··· Fragmento

Otra dificultad práctica para lograr la justicia
social tiene que ver con el hecho de que si se eliminara totalmente –o se
redujera significativamente- cualquier diferencia en los ingresos, se podrían
reducir los incentivos para esforzarse en el trabajo cotidiano y generar una mala
asignación de recursos (por ejemplo, muy pocos ingenieros y demasiados
novelistas), así como una posible reducción del nivel de ahorro y de la
disposición a asumir riesgos, por lo que habría que evaluar cuidadosamente
cuánta productividad merece sacrificarse en aras de lograr una mayor igualdad.
Incluso si hubiera consenso respecto a sacrificar la
eficiencia en aras de la igualdad, habría que decidir si sería justa una
política de quitar sus propiedades a los ricos para dárselas a los pobres. Eso plantea
la cuestión filosófico-moral de si el Estado tiene el derecho de distribuir el
ingreso y la riqueza. En un extremo estarán quienes sostienen que toda la
riqueza pertenece a la sociedad, quien puede luego asignarla a los individuos;
y, en el otro, estarán quienes defienden que la riqueza pertenece al individuo
que la produce, quien puede luego decidir si destina algo de ella al Estado
para financiar los servicios públicos necesarios. En medio de estos extremos
podrá haber muchos matices de opinión, pues algunos pensarán que el ingreso que
cada quien gana pertenece a ese individuo, pero también que la sociedad
contribuye a que dicho individuo obtenga ese ingreso, por lo que la sociedad podría
legítimamente reclamar para sí una parte, amén de que permitir que los
conciudadanos sufran de extrema pobreza es moralmente inadmisible y que –siendo
insuficiente la caridad privada- el Estdo está obligado moralmente a
redistribuir parte del ingreso.
Es evidente, pues, que las decisiones de política en
materia de justicia social son sumamente complejas y que el concepto mismo de
justicia social no significa lo mismo para todo el mundo. Pero ello no
significa que haya que descartarla como objetivo. La manera más segura de
procurar la elusiva justicia social es mediante la igualdad de oportunidades (“nivelar
el campo de juego”, como dicen los gringos), para que a partir de un punto de
partida común, con el ejercicio de las libertades individuales, puedan haber puntos
de llegada diferenciados de acuerdo con los méritos y capacidades de cada
quien, adoptando como objetivos la búsqueda de la competencia en el mercado,
las reformas institucionales y un sistema basado en la meritocracia.
Estos temas son básicos para un debate serio y constructivo. Así como no
sería correcto decir que la desigualdad social no tiene ningún efecto en la
gobernabilidad ni en el desempeño de la economía, tampoco lo sería decir que la
economía de libre mercado es una condena a la desigualdad social cuando, por el
contrario, puede ser una herramienta efectiva para combatir la pobreza.

······
··· Material

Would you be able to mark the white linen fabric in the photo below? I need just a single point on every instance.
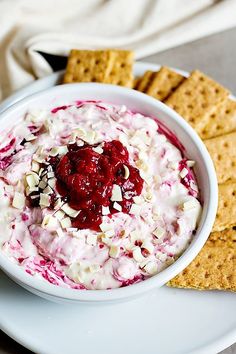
(56, 26)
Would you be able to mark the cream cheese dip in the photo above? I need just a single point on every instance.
(94, 196)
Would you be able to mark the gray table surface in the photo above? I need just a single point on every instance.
(214, 55)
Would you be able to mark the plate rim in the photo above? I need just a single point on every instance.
(228, 338)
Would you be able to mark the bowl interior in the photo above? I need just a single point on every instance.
(194, 149)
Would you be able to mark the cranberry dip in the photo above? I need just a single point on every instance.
(94, 196)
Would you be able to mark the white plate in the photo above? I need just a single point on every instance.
(165, 321)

······

▸ **Instrucciones**:
A – Según el fragmento sobre la justicia social, ¿cuál es la manera más segura de procurar la justicia social?
B – Reproduce palabra por palabra la parte de los registros que empieza con la línea que contiene "Would you be able to mark the bowl" y termina al final de los registros, ambas inclusive.
El fragmento y los registros no tienen relación entre sí.

▸ **Respuestas finales**:
A – Mediante la igualdad de oportunidades.

B –
Would you be able to mark the bowl interior in the photo above? I need just a single point on every instance.
(194, 149)
Would you be able to mark the cranberry dip in the photo above? I need just a single point on every instance.
(94, 196)
Would you be able to mark the white plate in the photo above? I need just a single point on every instance.
(165, 321)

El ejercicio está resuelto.